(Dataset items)
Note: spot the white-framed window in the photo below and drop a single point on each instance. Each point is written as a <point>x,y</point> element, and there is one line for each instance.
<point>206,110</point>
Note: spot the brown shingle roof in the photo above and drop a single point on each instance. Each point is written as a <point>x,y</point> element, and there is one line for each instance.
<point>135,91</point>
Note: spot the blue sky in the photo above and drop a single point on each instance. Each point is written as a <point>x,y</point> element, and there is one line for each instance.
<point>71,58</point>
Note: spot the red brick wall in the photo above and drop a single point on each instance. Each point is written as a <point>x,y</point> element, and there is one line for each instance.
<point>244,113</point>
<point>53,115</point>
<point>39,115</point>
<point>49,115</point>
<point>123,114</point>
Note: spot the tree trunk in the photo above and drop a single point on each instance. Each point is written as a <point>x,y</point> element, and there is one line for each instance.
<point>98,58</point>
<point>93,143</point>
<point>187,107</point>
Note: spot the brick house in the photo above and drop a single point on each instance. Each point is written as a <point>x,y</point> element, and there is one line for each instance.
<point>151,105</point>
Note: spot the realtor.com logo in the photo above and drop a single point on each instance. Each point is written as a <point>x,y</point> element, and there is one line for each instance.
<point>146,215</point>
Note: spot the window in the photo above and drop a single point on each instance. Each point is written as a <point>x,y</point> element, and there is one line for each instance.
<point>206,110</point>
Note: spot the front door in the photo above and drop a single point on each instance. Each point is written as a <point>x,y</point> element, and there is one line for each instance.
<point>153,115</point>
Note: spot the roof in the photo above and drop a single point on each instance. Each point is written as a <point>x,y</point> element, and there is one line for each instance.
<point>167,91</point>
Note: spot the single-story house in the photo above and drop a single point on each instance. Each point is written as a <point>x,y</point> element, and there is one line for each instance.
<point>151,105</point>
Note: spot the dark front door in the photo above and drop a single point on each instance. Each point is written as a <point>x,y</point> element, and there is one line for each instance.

* Problem to solve:
Nothing may change. Retype all of the entries.

* Reply:
Note: spot the white-framed window in the photo below and drop a single point on each instance. Each point is written as a <point>x,y</point> element, and there is one line for each instance.
<point>206,110</point>
Note: spot the brown shingle roof in the photo above and drop a single point on each instance. Each point is written as a <point>x,y</point> element, and there is one line for each instance.
<point>135,91</point>
Note: spot the blue sky in the photo above and drop a single point on each instance. Each point is written as a <point>x,y</point> element, and there is one line for each instance.
<point>71,58</point>
Note: spot the red brick wall in the photo above and drop a single point on each instance. Each point is written as a <point>x,y</point> element, and there is one line for each instance.
<point>244,113</point>
<point>53,115</point>
<point>39,115</point>
<point>49,115</point>
<point>123,114</point>
Note: spot the tree trunk in the photo above and drop a single point on each instance. Each point is written as a <point>x,y</point> element, and there is one line for each instance.
<point>98,58</point>
<point>93,143</point>
<point>187,107</point>
Note: spot the brick house in the photo above and drop a single point on each instance. Each point is written as a <point>x,y</point> element, and there is one line for each instance.
<point>151,105</point>
Note: spot the realtor.com logo in the photo above and drop a single point on each instance. Each point is written as a <point>x,y</point> element, and there is one line for each instance.
<point>146,215</point>
Note: spot the window in the photo above and drop a single point on each instance. Each point is written as a <point>x,y</point> element, and there is one line for each instance.
<point>206,110</point>
Note: spot the front door in the photo above and drop a single point on each instance. Each point is written as a <point>x,y</point> element, and there is one line for each instance.
<point>153,115</point>
Note: spot the roof in the photo above and drop a single point on each instance. Each point is written as a <point>x,y</point> element, and there is one line for each instance.
<point>167,91</point>
Note: spot the single-story house in the photo above and drop a single point on each instance. Each point is written as a <point>x,y</point> element, and there is one line for each instance.
<point>151,105</point>
Note: spot the dark front door in the photo above and drop a single point on each instance. Each point is written as a <point>x,y</point> element, and there is one line for each instance.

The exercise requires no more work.